__PAGE EXTRACT__
================================

Over 80% of the children living in orphanages in Uganda have at least one living parent.

Due to poverty, many families bring their children to institutions in hopes that they receive better care.


Our Stance

At Cherish we exist to build a hope and a future for children living with HIV and we are convinced it happens best in the context of family.

We endeavor to resource families as they take up their God-given responsibility to raise the children God has given to them. We want to promote dignity and responsibility, not dependence.

Rather than taking a child in, the impact is greater by going out to the child’s family and being a resource to them on how to best care for their child/teen.

While in the short-term, it might seem effective to take in a child to help meet their basic needs, we found that most situations were not medical emergencies. With a child’s long-term benefit in mind, we seek to encourage family preservation by working alongside families to empower them to be able to care for their child.


Family partnerships

Cherish partners with the families of students at Cherish Schools, families referred to us by local hospitals specializing in HIV care, as well as the families who have a child that used to live in our Short-Term Care Facility (emergency housing for children who are HIV-positive).

No matter how hard we, or any other organization try, an institution is not a home. Children thrive in a family settings and many of these parents don’t want to be separated from their children.

In 2018, we finished resettling all the children from our Short-Term Care Facility and reunited them with found family members, extended relatives, or foster parents.

================================

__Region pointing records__
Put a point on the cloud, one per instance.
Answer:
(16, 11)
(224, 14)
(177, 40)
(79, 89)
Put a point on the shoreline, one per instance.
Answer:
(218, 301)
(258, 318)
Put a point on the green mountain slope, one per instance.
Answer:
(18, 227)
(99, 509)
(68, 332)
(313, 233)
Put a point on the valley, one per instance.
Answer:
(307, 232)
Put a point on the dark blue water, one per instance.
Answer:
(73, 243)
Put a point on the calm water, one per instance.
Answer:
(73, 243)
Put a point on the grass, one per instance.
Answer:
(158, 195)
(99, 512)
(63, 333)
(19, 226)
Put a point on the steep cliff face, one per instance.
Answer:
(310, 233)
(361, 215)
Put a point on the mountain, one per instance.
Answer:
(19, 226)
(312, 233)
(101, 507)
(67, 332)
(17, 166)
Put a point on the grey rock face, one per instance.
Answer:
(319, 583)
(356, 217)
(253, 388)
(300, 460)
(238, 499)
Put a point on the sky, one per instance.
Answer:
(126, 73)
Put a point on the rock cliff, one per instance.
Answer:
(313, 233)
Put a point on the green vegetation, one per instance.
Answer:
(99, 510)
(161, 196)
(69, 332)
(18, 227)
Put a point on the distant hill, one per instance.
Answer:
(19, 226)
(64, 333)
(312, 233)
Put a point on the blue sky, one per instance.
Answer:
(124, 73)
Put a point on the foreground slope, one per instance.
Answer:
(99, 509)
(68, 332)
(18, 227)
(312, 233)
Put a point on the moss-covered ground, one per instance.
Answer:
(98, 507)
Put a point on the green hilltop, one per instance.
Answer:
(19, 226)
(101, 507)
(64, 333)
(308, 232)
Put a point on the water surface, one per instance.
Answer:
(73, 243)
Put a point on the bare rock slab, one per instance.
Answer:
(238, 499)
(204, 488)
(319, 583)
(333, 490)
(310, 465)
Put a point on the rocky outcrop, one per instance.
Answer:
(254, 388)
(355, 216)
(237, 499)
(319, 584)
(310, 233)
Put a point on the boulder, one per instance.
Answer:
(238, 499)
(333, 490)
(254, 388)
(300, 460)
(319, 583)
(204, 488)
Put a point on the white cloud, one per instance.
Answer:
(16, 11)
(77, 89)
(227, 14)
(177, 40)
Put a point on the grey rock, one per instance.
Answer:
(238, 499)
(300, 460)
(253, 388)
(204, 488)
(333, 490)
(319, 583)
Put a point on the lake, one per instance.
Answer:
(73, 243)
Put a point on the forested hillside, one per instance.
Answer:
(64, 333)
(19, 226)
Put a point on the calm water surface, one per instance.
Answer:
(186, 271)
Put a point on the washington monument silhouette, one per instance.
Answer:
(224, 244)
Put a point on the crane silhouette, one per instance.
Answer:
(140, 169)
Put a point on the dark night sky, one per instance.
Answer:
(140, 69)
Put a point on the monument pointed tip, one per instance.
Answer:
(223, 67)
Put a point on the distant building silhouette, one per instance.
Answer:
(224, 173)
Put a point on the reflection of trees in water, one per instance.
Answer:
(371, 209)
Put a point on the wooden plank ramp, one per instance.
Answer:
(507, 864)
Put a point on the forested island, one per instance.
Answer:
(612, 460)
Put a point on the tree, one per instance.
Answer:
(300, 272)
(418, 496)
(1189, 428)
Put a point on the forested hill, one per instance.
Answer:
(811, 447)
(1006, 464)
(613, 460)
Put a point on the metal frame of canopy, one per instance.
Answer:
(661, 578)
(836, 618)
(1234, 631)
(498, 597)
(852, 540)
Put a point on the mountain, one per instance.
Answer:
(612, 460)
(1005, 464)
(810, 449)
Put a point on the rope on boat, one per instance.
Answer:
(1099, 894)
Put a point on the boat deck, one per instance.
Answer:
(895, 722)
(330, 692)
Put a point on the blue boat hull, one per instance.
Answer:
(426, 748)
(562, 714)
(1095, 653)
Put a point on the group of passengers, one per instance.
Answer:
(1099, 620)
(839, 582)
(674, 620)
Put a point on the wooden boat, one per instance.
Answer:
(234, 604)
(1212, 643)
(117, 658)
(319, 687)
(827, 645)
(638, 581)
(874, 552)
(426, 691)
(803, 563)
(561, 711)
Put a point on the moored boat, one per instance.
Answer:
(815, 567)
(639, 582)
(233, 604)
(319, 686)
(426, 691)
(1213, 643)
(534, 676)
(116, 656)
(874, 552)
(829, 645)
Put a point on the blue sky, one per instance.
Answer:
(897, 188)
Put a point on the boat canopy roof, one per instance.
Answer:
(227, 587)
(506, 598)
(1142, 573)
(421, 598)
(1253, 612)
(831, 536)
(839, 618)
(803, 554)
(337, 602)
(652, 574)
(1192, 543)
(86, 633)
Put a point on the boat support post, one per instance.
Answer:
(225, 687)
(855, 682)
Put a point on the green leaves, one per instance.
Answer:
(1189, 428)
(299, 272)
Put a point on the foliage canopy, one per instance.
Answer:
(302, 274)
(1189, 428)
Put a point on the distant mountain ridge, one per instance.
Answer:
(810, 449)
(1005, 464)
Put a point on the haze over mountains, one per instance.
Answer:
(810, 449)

================================

__WHAT THE TASK REQUIRES__
According to the Cherish page, in what year did Cherish finish resettling all the children from its Short-Term Care Facility?

__EXPECTED ANSWER__
2018